- [PAGE TEXT]
Question

In a loop, I am trying to defer the comparison the two value()s of two Nodes to a later time.

class Node():
    def __init__(self, v):
        self.v = v
    def value(self):
        return self.v

nodes = [Node(0), Node(1), Node(2), Node(3), Node(4), Node(2)]
results = []
for i in [0, 1, 2]:
    j = i + 3
    results.append(lambda: nodes[i].value() == nodes[j].value())

for result in results:
    print result

The results are all True (because i,j==2,5 for all the lambdas). How can I defer the execution of the lambda until it is actually called, but with the correct variable bindings? And the expressions in the lambda are not all necessarily equality... there are a bunch of other more involved expressions.

Thanks for any help!

Was it helpful?

Solution

To bind the current values of i and j to the function instead of having it look in the outer scope, you can use either a closure or default argument values. The easiest way to do this is to use default argument values in your lambda:

for i in [0, 1, 2]:
    j = i + 3
    results.append(lambda i=i, j=j: nodes[i].value() == nodes[j].value())

- [WRITTEN TASK 1] According to the page text, what is the easiest way to bind the current values of i and j to the lambda?
- [WRITTEN TASK 2] Reproduce the page text word for word, from "Was it helpful?" to "j=j: nodes[i].value() == nodes[j].value())".

- [STORED DATA]
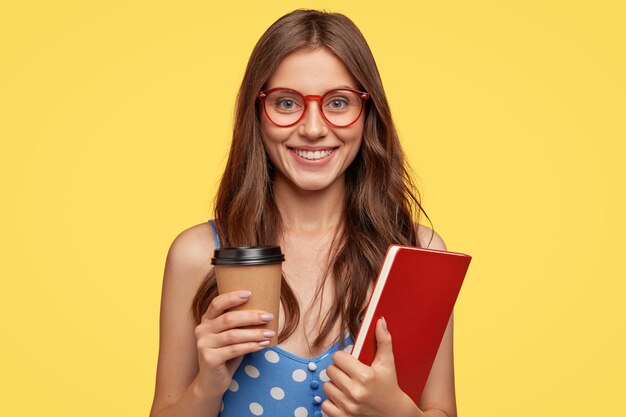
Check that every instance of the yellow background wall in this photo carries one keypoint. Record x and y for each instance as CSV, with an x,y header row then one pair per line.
x,y
114,126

- [ANSWER 1] Using default argument values in the lambda.

- [ANSWER 2]
Was it helpful?

Solution

To bind the current values of i and j to the function instead of having it look in the outer scope, you can use either a closure or default argument values. The easiest way to do this is to use default argument values in your lambda:

for i in [0, 1, 2]:
    j = i + 3
    results.append(lambda i=i, j=j: nodes[i].value() == nodes[j].value())